Can you rewrite the entries below, replacing "shovel handle" with "rake handle" wherever it appears and leaving everything else unchanged?

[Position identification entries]
+ + +
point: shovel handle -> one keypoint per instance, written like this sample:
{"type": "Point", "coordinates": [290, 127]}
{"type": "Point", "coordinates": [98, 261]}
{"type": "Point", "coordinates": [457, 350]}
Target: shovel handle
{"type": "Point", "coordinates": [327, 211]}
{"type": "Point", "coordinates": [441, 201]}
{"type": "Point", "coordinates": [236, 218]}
+ + +
**Result of the exercise:**
point: rake handle -> one keypoint per instance, written like this sample:
{"type": "Point", "coordinates": [290, 127]}
{"type": "Point", "coordinates": [98, 261]}
{"type": "Point", "coordinates": [457, 350]}
Target: rake handle
{"type": "Point", "coordinates": [327, 211]}
{"type": "Point", "coordinates": [441, 201]}
{"type": "Point", "coordinates": [236, 218]}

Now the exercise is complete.